* [WHAT NEEDS TO BE DONE] Line by line, check the data for the string "white" and state how many lines have it, nothing more.

Image-grounded pointing data
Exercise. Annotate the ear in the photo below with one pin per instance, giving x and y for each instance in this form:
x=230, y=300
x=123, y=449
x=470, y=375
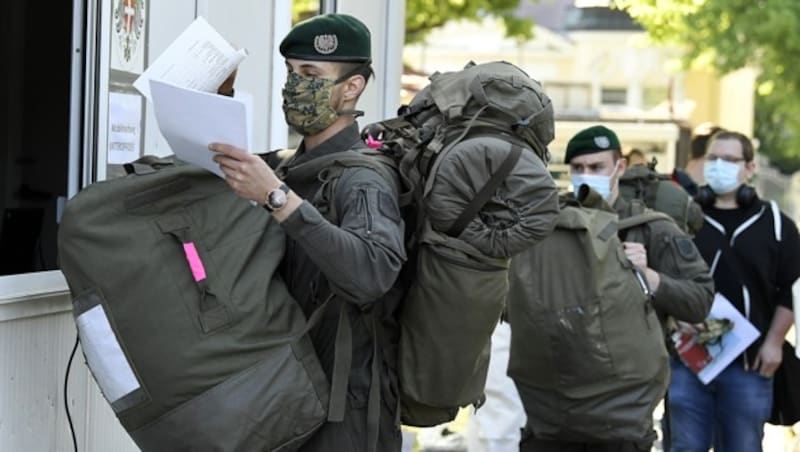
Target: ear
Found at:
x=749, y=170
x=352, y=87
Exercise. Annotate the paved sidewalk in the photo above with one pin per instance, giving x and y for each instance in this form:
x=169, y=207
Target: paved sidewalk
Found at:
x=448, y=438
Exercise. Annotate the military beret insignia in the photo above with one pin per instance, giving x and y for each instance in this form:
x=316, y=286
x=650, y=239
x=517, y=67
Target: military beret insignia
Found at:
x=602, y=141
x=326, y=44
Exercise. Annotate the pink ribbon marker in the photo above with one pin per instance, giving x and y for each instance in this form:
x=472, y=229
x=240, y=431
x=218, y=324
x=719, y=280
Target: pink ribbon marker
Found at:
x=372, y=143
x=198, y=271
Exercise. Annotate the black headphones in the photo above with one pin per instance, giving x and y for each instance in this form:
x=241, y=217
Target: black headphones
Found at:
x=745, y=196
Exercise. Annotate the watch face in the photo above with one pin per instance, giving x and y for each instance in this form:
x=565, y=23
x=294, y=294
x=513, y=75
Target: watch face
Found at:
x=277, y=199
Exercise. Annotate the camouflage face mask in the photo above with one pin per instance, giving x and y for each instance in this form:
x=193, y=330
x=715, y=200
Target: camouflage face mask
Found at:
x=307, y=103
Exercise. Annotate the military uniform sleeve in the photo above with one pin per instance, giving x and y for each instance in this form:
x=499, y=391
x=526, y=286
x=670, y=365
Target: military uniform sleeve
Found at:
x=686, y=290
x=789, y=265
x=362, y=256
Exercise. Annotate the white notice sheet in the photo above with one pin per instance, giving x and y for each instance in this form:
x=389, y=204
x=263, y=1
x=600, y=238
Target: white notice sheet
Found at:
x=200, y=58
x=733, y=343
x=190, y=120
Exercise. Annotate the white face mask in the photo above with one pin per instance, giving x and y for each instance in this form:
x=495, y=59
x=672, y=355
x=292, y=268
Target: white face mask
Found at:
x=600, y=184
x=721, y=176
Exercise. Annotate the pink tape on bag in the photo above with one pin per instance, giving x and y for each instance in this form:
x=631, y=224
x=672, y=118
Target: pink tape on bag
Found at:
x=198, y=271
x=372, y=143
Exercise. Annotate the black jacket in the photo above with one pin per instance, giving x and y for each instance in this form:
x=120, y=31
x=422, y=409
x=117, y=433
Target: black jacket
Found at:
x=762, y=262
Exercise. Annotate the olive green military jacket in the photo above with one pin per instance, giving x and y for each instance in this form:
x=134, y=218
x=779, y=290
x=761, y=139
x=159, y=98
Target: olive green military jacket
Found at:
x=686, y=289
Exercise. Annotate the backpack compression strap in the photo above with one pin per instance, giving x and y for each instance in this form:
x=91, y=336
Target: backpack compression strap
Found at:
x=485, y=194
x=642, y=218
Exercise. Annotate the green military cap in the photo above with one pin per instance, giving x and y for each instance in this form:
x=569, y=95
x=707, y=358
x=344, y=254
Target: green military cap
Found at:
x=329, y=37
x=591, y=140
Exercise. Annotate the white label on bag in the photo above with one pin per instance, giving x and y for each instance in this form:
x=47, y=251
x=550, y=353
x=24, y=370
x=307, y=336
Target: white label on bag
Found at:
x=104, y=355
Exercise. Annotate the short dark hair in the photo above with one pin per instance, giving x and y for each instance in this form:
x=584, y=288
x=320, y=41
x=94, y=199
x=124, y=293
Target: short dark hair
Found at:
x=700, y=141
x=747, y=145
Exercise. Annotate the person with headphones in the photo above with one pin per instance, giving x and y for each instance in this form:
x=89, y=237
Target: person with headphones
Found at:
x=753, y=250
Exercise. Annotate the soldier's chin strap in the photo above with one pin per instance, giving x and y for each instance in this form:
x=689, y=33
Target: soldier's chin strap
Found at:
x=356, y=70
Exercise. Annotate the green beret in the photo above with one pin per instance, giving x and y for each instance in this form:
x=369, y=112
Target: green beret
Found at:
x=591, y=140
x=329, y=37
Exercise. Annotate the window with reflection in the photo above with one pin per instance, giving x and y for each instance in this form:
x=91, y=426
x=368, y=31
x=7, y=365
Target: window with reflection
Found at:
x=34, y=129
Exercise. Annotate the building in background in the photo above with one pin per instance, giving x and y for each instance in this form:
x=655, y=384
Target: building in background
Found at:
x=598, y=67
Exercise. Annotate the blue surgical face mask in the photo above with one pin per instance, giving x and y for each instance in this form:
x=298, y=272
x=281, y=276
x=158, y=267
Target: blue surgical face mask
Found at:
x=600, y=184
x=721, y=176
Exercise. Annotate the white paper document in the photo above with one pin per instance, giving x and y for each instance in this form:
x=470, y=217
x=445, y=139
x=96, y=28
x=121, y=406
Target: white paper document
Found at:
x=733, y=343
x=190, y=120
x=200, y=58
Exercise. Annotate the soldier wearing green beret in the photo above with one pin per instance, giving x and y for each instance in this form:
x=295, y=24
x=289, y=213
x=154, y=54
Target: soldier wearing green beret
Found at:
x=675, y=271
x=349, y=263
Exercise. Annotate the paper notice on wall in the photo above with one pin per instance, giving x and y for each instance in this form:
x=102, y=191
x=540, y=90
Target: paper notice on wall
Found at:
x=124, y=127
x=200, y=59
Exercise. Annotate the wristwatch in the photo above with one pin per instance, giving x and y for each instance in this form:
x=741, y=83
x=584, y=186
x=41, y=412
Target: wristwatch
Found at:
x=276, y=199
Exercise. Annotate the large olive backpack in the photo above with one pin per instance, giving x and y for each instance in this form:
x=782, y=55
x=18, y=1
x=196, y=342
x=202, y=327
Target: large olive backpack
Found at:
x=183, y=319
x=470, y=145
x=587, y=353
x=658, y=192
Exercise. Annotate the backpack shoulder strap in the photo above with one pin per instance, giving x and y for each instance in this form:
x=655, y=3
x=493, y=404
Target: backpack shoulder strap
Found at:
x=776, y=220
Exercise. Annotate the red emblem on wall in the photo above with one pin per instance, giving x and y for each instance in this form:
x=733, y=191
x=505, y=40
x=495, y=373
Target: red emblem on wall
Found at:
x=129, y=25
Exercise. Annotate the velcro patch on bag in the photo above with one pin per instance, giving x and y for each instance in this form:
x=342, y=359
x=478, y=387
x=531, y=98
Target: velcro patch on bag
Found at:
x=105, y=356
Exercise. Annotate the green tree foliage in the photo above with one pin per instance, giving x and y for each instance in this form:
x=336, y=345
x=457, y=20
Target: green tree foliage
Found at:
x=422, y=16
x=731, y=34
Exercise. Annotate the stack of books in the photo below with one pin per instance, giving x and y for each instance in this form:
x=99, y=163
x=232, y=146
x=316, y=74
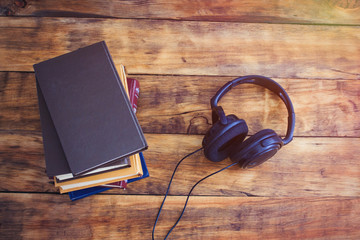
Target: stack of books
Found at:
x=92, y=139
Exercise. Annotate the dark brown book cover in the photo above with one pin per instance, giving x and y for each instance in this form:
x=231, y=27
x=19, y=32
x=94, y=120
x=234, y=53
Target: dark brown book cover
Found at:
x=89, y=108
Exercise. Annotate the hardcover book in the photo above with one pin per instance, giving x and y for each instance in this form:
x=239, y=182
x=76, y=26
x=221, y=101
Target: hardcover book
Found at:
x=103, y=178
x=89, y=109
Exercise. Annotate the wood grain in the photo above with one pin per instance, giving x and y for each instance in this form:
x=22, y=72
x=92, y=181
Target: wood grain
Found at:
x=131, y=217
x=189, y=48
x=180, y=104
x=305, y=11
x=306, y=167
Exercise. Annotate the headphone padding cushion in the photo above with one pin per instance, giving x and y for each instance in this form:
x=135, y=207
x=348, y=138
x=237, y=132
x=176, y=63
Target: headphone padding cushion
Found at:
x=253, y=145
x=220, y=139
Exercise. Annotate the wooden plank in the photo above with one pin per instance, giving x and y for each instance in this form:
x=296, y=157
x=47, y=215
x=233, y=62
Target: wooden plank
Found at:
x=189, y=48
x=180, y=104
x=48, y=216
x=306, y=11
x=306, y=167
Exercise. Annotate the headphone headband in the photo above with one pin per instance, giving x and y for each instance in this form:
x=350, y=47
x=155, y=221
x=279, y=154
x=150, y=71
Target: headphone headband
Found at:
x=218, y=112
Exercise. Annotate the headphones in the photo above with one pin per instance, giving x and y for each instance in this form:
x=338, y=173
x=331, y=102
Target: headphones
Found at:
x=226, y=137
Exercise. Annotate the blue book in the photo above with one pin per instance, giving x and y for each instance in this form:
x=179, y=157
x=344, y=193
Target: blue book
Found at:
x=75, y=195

* [FINISHED TASK] 8